_What this task involves_
Rewrite the part of the passage on North Carolina health care starting at "Because of a" and ending at "unsafe around them.", with "caregivers" changed to "staff members".

_Source text_
□ □ □ □ □ □ □
It is unacceptable for one million of us in North Carolina to have no health insurance. Thirteen percent of our children are uninsured. Taxpayer supported Medicare and Medicaid become insurers, with far too many ending up in emergency rooms where treatment is infinitely slower and costs are dramatically higher. One way or another we all pay for this treatment.
One of the most rapidly spreading health threats, especially among our young, is obesity. Too many of the young use and abuse alcohol, tobacco or drugs. We see corresponding increases in chronic illnesses such as diabetes. Insurance costs could be dramatically reduced by preventing or better managing these chronic sicknesses.
Much has already been said about the disastrous mental health reforms initiated by our state, but the picture grows bleaker daily with federal funding to existing hospitals being threatened. Even as we plunge ahead to close Dorothea Dix hospital in Raleigh and eliminate beds for mental patients in other hospitals across the state we learn that the smaller facility that will replace Dix in Butner is already too small and an expansion has been added. Now that expansion is projected to be inadequate and an addition to the addition is being planned.
Because of a lack of local beds for the mentally ill we turn them out into the streets, where they often end up in our jails, or force the mentally ill into group homes or long-term care facilities where caregivers are often untrained and other residents feel unsafe around them.
□ □ □ □ □ □ □
_Data_
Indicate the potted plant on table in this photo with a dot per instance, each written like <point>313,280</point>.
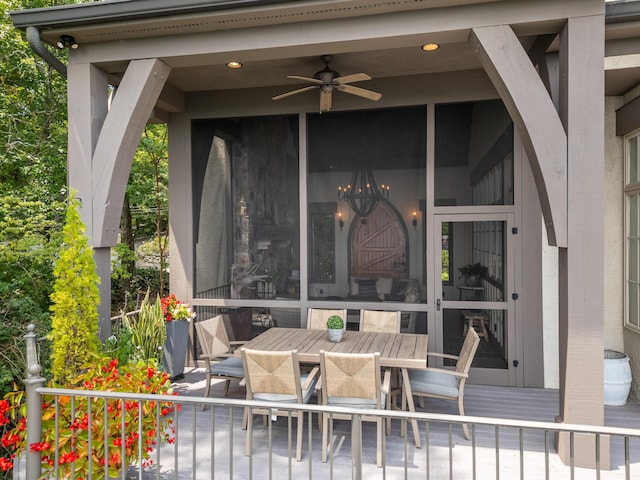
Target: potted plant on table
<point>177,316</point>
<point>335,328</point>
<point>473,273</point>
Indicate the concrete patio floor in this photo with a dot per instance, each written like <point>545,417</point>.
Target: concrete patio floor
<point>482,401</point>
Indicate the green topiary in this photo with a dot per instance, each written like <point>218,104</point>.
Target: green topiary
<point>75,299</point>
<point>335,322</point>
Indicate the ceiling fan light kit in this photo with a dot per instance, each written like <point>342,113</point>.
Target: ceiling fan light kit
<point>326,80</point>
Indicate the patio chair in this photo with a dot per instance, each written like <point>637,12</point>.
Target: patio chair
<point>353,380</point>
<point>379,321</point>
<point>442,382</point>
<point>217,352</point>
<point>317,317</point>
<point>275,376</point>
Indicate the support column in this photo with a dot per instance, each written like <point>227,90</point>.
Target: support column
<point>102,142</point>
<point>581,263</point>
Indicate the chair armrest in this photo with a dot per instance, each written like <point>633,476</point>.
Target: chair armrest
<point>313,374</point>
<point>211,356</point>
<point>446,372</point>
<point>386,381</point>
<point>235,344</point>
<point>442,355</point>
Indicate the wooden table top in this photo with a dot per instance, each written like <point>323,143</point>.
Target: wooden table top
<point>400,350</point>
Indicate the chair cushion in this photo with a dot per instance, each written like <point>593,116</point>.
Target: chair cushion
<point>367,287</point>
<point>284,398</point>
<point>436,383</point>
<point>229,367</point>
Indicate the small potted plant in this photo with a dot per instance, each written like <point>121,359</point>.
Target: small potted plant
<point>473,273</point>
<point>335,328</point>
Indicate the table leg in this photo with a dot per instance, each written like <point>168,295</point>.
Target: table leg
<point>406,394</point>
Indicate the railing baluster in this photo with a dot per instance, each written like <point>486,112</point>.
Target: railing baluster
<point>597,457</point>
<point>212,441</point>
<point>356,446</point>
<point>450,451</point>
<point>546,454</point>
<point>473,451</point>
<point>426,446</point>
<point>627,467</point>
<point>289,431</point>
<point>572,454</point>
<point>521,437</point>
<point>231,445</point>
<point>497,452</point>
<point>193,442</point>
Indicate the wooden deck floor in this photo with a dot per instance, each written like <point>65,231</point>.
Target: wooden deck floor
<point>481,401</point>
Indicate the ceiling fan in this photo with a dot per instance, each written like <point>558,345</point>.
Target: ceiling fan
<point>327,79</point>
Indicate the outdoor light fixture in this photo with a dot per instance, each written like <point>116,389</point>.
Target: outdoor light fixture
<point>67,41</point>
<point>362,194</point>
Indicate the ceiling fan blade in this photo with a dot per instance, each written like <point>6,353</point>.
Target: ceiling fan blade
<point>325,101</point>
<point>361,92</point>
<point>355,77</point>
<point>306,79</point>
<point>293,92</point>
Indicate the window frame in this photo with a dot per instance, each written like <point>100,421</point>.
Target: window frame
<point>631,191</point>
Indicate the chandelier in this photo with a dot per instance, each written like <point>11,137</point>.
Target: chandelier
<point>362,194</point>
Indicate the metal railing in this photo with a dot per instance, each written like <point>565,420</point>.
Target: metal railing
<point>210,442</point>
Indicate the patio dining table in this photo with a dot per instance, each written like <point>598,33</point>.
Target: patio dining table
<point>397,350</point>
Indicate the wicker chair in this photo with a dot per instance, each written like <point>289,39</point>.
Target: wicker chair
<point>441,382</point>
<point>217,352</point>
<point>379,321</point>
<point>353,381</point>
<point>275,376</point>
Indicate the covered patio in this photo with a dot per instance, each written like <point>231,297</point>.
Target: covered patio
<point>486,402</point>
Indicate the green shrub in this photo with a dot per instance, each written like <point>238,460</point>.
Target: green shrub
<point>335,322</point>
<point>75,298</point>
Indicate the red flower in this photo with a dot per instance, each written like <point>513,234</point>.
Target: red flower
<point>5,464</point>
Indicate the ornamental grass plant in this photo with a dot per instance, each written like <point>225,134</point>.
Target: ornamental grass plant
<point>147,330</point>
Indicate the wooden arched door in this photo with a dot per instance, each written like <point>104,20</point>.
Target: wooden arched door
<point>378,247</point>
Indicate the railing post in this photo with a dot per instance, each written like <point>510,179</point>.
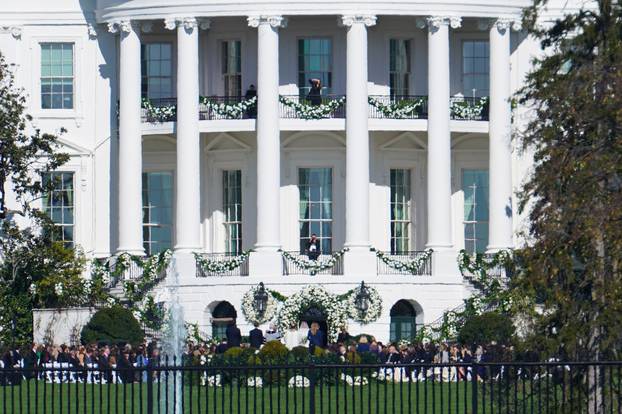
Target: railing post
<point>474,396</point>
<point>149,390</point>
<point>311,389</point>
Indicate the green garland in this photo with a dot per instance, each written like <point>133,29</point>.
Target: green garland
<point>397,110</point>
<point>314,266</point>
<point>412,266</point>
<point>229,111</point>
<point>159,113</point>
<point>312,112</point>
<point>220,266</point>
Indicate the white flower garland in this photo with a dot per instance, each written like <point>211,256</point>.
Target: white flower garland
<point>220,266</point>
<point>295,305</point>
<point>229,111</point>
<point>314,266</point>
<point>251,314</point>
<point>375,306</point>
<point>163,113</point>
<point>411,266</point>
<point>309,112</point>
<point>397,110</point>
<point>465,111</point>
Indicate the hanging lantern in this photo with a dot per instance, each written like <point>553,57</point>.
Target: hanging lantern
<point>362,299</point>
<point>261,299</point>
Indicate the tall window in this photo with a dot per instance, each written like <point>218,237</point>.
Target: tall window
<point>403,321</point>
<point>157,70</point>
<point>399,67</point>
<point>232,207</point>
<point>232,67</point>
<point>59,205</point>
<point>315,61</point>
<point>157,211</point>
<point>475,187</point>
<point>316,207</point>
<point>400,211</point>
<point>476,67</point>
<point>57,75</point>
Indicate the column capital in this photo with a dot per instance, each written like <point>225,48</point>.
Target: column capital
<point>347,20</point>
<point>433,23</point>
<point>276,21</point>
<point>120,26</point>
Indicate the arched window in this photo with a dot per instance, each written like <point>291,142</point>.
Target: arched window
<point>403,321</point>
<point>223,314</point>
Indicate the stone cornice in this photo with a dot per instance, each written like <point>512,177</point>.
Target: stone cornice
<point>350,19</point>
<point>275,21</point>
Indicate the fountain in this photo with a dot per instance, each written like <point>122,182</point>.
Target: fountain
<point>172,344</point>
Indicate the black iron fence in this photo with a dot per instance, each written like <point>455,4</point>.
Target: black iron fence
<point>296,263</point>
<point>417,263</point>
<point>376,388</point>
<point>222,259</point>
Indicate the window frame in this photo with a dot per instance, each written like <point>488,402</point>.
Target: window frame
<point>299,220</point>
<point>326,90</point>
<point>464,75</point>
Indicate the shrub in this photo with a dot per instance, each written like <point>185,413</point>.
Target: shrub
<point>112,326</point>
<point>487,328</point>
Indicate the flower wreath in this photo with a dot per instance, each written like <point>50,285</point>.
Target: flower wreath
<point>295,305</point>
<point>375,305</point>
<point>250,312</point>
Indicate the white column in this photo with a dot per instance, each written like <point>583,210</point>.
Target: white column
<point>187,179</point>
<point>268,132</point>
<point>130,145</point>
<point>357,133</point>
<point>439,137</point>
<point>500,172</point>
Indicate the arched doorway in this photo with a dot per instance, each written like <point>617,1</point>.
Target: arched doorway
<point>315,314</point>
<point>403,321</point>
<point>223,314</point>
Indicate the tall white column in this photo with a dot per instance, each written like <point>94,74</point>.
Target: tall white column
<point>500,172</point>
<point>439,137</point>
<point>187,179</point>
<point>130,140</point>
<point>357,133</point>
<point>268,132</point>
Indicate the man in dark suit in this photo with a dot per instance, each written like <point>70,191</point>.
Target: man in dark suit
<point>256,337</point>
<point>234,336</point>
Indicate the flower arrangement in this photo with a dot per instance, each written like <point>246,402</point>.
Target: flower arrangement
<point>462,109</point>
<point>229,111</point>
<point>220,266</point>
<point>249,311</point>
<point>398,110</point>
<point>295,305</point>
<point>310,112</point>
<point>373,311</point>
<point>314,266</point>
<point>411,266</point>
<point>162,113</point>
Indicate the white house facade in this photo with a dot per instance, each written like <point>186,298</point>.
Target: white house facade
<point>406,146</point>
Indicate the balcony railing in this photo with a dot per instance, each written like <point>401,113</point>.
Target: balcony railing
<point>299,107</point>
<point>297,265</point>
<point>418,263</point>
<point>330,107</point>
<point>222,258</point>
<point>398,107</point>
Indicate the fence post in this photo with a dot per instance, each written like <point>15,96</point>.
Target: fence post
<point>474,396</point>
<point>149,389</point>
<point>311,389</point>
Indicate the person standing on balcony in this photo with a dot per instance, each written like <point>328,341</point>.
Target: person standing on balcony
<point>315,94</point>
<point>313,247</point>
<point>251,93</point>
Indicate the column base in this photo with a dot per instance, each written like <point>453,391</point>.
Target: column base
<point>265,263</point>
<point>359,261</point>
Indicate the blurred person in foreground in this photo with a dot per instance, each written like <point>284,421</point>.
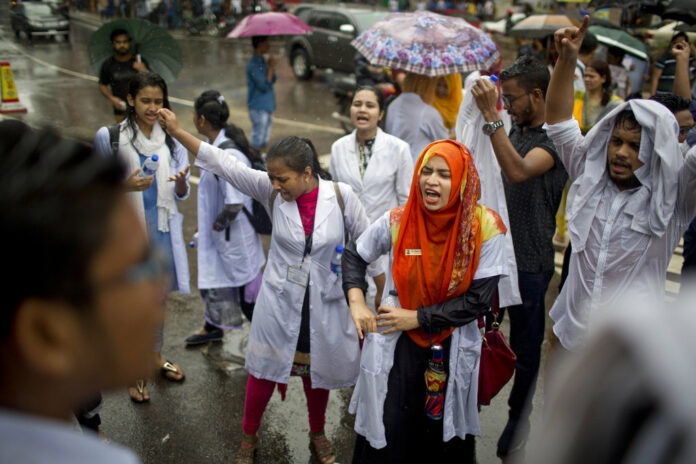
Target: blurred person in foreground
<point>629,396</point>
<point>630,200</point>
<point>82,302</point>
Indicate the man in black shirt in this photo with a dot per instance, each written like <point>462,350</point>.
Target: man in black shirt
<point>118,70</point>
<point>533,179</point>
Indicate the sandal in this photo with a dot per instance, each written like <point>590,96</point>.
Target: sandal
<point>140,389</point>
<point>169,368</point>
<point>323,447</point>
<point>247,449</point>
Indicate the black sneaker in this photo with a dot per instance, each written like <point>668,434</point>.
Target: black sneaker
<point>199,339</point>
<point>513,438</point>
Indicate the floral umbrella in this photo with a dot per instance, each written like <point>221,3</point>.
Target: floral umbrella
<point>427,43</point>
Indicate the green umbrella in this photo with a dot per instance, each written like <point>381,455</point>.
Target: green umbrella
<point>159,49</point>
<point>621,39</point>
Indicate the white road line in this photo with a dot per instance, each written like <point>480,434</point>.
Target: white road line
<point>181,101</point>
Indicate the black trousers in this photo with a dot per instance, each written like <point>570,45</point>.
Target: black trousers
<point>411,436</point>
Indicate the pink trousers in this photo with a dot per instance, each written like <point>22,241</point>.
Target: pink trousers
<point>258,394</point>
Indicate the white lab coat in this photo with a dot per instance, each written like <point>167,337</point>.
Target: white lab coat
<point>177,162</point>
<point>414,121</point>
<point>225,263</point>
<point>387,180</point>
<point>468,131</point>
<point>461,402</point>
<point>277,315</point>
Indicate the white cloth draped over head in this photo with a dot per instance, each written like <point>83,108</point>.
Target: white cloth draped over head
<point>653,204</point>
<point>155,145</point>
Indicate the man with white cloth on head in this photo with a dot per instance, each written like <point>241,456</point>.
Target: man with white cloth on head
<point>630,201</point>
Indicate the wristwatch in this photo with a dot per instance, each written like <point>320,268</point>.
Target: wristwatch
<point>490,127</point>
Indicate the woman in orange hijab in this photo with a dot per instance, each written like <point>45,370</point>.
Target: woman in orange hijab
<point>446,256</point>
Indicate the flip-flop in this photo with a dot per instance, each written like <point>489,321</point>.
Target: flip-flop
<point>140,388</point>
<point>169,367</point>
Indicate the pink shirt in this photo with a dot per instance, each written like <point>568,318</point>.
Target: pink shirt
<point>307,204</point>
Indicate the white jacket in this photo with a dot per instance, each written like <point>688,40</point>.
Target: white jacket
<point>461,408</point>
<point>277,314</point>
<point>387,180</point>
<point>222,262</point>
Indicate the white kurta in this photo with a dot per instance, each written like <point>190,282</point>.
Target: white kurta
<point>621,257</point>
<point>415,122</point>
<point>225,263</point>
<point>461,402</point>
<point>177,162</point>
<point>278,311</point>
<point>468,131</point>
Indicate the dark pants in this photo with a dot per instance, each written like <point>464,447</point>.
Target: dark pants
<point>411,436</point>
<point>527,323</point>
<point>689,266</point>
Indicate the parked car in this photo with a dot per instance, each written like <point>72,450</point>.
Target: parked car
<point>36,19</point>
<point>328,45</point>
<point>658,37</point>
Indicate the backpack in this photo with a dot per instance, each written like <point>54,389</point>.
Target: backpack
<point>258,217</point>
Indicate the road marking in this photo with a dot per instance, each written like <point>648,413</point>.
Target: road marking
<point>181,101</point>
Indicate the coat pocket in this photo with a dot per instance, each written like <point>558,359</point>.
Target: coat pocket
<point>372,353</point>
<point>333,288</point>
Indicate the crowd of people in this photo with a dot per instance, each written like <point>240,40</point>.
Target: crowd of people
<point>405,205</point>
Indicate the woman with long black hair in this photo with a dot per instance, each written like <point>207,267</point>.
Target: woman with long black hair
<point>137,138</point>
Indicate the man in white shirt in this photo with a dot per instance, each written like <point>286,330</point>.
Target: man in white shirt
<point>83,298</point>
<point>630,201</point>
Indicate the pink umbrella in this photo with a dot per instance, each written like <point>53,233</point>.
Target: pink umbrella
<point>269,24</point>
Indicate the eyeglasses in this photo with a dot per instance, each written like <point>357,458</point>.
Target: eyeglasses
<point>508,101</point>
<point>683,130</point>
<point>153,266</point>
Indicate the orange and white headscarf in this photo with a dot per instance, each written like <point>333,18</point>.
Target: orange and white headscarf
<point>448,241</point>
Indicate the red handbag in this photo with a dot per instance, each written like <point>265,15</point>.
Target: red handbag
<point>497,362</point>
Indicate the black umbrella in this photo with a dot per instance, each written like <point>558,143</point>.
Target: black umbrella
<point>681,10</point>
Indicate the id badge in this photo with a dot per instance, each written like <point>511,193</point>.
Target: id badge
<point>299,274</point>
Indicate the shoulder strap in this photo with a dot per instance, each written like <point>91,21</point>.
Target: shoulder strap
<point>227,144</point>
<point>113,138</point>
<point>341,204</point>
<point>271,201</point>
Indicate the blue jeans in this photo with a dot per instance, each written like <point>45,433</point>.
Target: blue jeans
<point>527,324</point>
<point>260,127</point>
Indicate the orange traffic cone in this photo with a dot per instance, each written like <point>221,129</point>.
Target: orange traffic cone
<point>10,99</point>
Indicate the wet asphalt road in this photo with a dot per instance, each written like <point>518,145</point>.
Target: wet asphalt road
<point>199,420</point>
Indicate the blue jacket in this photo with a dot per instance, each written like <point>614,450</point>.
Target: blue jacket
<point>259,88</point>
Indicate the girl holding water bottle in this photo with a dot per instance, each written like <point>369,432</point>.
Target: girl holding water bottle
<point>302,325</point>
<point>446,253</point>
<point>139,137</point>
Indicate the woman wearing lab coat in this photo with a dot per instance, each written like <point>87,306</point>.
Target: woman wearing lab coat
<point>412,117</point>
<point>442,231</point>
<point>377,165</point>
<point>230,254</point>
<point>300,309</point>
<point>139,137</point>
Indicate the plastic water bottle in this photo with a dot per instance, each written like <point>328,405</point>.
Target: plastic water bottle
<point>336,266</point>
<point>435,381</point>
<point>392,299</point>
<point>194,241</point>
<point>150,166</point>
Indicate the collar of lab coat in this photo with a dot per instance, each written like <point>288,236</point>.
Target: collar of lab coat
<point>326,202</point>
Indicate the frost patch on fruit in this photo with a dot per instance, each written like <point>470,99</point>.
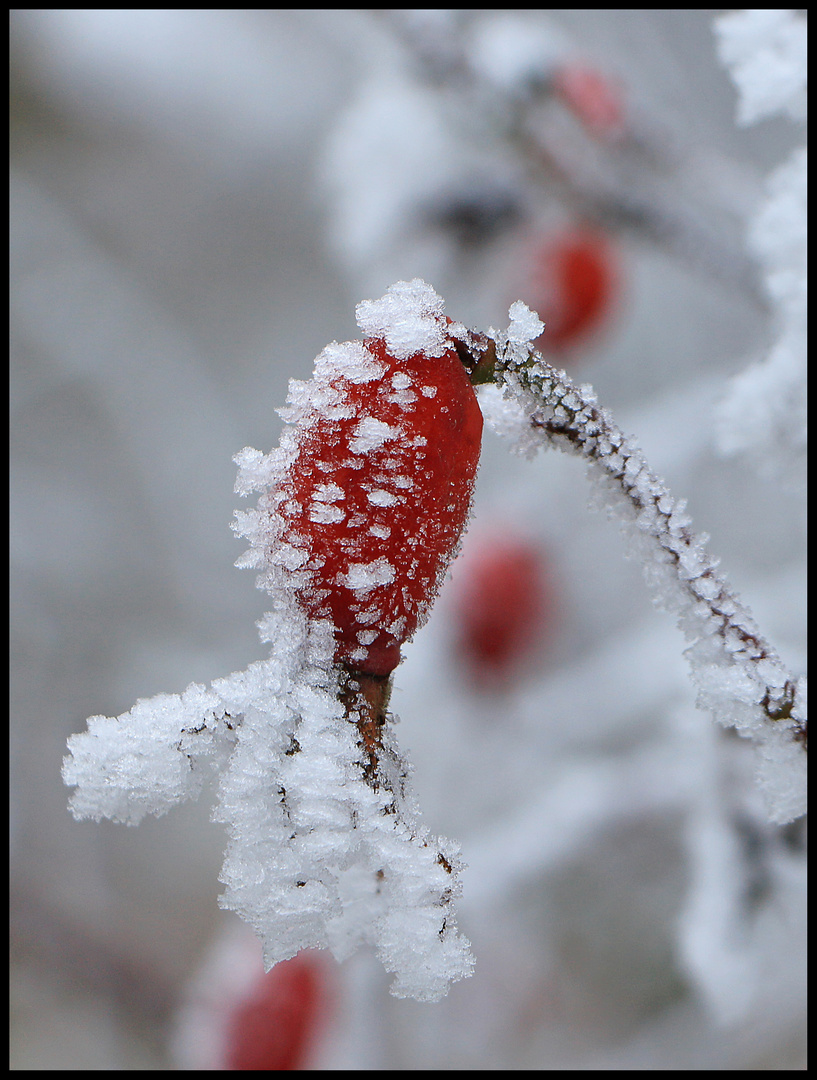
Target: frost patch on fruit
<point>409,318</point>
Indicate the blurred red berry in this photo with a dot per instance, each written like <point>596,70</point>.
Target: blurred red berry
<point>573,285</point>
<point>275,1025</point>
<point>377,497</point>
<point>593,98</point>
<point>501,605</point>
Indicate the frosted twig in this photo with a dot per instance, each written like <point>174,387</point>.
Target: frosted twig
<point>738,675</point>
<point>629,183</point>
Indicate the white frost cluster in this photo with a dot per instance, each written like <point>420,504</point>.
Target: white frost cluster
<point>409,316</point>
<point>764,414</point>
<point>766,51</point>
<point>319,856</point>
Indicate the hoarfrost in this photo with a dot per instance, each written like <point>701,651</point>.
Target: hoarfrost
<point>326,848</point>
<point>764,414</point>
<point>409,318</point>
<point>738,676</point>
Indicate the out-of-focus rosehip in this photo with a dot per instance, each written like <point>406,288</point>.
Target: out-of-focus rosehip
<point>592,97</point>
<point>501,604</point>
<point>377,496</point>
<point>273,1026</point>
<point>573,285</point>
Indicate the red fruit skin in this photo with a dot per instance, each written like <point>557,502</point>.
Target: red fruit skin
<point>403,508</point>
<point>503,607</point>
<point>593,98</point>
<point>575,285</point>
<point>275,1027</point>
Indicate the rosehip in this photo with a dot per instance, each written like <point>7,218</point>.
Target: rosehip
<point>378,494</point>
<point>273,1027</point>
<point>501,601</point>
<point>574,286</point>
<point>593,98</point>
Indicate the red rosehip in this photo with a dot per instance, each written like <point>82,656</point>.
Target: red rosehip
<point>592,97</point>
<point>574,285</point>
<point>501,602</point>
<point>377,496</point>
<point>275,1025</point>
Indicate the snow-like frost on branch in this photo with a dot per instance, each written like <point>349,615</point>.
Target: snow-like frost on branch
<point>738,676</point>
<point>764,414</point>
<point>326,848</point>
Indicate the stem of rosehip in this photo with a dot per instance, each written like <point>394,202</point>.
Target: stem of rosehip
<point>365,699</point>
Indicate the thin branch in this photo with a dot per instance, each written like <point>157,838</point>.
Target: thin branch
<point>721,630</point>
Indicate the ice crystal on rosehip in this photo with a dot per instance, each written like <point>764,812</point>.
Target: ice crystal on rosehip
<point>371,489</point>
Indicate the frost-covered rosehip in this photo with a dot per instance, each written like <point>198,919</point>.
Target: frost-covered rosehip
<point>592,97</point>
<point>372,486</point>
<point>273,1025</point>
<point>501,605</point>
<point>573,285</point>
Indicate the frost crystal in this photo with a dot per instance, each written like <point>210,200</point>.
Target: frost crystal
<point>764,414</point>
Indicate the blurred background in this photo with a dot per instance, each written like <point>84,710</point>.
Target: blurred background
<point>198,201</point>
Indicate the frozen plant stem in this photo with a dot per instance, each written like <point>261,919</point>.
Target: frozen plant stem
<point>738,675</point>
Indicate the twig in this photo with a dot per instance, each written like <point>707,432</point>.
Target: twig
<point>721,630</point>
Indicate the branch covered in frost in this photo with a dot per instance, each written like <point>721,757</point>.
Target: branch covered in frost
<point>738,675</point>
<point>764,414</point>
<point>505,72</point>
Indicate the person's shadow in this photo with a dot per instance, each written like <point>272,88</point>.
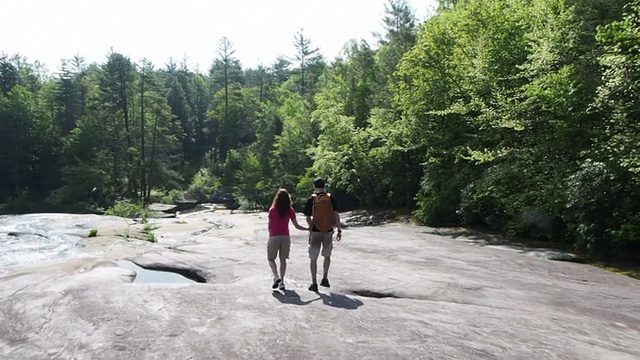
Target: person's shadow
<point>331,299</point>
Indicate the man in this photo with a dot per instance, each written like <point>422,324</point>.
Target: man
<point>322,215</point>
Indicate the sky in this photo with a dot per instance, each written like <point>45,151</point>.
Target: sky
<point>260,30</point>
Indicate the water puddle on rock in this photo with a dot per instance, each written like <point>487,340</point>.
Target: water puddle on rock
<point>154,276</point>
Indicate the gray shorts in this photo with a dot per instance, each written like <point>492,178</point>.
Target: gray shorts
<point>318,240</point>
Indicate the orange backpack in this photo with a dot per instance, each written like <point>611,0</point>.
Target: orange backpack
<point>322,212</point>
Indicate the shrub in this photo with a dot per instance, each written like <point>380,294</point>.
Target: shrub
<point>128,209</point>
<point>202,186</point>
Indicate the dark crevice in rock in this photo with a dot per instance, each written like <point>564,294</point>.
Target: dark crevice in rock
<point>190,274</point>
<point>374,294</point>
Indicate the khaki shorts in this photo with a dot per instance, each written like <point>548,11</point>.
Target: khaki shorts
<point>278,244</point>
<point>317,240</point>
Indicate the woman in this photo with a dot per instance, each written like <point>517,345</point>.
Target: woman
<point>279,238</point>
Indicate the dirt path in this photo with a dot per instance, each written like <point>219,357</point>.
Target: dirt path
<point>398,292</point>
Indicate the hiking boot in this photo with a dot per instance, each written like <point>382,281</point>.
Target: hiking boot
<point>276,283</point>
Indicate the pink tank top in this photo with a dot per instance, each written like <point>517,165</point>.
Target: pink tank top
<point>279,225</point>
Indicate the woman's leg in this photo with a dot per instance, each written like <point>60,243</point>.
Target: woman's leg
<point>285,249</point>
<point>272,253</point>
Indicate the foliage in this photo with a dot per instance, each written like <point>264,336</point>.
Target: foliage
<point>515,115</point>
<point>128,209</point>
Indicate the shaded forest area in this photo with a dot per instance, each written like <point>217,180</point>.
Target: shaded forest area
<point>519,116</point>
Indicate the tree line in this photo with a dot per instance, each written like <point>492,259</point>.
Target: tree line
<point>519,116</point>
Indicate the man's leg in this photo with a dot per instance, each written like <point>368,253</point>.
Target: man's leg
□ □ □ □ □ □ □
_Completed task_
Because of a lack of local beds for the mentally ill we turn them out into the streets, where they often end up in our jails, or force the mentally ill into group homes or long-term care facilities where staff members are often untrained and other residents feel unsafe around them.